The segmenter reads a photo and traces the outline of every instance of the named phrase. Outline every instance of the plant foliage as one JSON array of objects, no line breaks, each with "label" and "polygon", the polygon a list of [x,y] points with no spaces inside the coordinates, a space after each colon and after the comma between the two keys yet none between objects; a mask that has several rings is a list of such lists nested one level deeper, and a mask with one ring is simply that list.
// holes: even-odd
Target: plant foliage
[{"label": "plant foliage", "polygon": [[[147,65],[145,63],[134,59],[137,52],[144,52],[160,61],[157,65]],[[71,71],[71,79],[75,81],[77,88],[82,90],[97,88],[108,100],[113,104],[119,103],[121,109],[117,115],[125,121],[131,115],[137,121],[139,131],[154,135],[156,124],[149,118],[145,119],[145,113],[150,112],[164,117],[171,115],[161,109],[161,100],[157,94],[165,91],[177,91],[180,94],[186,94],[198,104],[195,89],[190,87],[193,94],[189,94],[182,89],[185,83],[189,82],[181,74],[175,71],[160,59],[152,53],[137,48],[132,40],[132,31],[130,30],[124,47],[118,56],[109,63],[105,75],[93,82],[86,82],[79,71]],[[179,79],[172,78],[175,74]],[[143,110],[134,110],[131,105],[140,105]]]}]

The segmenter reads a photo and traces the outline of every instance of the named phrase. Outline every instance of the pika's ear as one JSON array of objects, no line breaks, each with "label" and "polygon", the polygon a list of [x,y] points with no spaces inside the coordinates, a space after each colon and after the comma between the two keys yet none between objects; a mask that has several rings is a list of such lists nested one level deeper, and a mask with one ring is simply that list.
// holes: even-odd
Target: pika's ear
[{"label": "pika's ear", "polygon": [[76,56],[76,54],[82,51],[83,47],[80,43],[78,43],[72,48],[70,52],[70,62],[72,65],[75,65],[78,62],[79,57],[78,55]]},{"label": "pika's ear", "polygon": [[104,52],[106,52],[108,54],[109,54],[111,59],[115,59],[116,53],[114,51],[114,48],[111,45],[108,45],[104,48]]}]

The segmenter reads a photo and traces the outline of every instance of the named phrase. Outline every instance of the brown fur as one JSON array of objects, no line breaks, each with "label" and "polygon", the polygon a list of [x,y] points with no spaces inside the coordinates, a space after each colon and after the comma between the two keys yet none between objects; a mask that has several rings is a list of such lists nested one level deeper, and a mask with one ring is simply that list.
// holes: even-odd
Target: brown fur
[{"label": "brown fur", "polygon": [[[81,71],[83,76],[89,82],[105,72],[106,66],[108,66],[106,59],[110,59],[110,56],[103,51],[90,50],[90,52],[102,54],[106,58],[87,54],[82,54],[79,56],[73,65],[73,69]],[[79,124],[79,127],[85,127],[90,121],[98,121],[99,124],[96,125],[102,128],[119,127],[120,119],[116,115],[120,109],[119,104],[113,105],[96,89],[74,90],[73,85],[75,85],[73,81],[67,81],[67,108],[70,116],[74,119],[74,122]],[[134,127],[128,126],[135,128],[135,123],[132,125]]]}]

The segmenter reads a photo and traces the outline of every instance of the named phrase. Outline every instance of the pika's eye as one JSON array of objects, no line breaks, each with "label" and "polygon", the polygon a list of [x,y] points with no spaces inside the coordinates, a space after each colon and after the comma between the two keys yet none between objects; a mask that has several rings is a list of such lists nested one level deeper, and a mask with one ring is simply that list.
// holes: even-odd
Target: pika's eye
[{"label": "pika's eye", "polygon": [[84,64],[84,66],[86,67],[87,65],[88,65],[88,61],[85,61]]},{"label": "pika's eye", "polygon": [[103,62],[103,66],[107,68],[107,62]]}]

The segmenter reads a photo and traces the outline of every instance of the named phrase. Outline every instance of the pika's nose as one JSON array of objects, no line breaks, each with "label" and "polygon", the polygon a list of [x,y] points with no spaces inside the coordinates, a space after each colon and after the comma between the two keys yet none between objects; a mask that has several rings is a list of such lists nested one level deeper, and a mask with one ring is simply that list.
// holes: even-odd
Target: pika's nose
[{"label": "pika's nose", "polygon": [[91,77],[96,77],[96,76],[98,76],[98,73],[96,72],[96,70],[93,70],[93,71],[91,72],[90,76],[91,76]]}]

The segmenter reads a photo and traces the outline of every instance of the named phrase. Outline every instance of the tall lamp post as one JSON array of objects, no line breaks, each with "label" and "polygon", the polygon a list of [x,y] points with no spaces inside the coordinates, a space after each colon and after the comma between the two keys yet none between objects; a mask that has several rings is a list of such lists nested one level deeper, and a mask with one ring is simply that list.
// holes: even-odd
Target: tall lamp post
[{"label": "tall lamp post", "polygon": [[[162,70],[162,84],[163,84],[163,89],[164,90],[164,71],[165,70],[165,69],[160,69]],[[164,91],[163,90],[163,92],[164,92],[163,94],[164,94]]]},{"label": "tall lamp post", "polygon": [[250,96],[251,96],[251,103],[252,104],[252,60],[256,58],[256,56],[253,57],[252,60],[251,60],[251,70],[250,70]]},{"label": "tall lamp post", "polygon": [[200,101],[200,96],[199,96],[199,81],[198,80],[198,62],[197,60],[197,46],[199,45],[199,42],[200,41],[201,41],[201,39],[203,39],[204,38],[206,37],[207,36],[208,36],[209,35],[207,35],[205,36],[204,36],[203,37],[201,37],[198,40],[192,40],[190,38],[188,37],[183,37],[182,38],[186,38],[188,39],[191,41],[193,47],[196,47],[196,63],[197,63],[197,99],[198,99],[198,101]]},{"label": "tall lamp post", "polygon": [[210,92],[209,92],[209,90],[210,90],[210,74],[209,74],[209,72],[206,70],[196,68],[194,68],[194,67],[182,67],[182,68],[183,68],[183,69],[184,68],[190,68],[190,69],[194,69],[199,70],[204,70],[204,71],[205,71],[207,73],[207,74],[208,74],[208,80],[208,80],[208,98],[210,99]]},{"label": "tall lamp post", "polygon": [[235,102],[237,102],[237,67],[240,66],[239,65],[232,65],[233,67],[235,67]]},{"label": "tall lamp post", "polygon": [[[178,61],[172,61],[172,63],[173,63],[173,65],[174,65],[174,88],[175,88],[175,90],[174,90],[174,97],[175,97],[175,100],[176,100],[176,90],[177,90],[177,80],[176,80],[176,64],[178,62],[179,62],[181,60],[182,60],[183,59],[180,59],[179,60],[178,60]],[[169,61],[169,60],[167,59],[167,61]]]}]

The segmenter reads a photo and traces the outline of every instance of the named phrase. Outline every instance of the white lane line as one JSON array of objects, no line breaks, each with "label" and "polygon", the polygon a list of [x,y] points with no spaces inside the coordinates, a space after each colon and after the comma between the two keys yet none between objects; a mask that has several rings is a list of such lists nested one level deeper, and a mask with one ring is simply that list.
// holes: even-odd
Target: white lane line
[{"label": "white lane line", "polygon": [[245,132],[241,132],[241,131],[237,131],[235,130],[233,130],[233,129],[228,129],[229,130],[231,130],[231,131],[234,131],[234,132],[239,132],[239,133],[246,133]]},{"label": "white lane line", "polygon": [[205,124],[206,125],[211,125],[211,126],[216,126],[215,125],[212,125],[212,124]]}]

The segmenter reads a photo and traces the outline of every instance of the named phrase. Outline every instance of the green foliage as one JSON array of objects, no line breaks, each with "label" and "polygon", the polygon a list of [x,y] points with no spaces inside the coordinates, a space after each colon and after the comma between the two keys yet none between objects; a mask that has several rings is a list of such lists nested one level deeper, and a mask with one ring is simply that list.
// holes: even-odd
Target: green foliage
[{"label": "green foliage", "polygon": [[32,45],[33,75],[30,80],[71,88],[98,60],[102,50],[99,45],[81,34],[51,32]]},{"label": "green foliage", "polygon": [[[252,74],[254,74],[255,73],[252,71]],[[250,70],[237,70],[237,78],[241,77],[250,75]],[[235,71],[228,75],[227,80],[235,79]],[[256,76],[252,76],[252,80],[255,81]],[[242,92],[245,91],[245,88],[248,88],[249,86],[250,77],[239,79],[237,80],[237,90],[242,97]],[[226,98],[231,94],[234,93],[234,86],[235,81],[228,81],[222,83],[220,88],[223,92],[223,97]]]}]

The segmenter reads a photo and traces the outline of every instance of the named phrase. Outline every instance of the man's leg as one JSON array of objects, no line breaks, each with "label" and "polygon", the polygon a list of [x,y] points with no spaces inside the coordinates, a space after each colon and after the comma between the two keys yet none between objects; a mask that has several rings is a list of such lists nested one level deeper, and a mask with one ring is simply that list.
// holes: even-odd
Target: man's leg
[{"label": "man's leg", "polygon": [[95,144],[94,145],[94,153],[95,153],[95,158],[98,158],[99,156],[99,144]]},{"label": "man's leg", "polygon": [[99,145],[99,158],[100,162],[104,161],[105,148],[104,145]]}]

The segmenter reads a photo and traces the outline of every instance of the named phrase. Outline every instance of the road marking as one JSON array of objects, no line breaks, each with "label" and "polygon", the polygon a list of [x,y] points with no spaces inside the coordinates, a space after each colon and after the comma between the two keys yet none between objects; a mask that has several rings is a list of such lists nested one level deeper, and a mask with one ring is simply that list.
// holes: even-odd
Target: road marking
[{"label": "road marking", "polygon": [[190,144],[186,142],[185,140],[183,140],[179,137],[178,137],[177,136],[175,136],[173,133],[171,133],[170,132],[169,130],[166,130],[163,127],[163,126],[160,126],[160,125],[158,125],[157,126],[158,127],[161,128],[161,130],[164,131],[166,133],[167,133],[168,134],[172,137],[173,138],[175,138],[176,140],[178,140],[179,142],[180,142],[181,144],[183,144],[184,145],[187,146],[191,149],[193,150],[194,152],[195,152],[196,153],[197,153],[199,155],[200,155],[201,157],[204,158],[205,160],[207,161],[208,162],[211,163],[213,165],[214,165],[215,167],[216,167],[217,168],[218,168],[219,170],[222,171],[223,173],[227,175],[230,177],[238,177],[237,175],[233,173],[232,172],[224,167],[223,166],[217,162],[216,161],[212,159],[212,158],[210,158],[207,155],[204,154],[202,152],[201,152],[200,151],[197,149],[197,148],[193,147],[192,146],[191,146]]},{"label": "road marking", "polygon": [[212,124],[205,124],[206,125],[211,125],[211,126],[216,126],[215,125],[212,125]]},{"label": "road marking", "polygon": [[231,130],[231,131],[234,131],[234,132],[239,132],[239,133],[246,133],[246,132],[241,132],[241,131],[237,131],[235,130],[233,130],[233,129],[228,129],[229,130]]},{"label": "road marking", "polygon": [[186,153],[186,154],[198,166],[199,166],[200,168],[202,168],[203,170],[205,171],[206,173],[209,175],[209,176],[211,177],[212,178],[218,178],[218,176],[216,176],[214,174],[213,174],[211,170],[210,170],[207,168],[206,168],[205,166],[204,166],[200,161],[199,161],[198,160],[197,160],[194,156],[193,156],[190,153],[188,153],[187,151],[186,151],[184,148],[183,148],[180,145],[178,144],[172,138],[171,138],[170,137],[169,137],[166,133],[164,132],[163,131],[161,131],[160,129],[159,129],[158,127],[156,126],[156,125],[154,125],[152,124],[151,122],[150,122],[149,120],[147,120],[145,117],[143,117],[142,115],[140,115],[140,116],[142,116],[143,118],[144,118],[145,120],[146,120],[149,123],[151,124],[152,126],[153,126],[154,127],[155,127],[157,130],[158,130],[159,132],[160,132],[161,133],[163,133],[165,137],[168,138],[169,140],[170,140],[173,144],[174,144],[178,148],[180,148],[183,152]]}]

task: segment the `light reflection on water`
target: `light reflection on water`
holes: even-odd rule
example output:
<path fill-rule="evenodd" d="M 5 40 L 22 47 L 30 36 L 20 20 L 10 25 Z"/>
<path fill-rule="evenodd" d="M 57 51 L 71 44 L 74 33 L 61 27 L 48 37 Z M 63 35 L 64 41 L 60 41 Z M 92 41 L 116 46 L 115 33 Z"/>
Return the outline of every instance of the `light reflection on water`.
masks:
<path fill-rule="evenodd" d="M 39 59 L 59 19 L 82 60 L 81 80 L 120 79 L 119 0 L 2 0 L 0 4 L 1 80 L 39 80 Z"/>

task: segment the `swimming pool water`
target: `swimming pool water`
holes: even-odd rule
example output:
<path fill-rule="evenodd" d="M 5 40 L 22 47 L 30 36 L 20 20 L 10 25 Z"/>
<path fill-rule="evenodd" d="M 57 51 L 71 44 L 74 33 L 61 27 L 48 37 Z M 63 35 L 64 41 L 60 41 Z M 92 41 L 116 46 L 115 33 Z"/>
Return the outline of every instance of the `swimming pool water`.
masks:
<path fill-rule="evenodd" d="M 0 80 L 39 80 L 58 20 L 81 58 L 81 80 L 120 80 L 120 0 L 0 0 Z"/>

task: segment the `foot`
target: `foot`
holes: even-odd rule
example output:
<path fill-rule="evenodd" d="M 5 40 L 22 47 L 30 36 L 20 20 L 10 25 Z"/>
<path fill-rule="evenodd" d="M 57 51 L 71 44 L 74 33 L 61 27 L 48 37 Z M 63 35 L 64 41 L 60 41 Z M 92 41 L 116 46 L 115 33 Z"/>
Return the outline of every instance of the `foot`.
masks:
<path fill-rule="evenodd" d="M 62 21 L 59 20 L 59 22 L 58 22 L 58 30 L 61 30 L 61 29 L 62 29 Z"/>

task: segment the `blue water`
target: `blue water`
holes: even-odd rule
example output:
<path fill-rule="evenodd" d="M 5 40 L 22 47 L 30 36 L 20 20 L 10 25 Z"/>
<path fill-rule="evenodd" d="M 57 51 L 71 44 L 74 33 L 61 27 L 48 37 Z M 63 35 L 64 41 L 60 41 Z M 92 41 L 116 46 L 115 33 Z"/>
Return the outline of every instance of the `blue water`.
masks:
- - - - -
→ **AIM OF THE EXERCISE**
Could you give back only the data from the line holding "of the tall" through the line holding "Target: tall lamp post", inclusive, with "lamp post" replaced by "streetlight" and everything else left unchanged?

→ **IN RESPONSE**
The segmenter reads a photo and traces the outline of every instance of the named phrase. Outline every instance of the tall streetlight as one JSON array of objects, no line breaks, each with "label" and "polygon", the polygon a list of [x,y] points with no spaces inside the coordinates, a space after each colon and after the comma between the two keys yet none between objects; a mask that has several rings is a list of such lists nested one level deeper, and a mask with one ring is simply that list.
// holes: even-odd
Target: tall streetlight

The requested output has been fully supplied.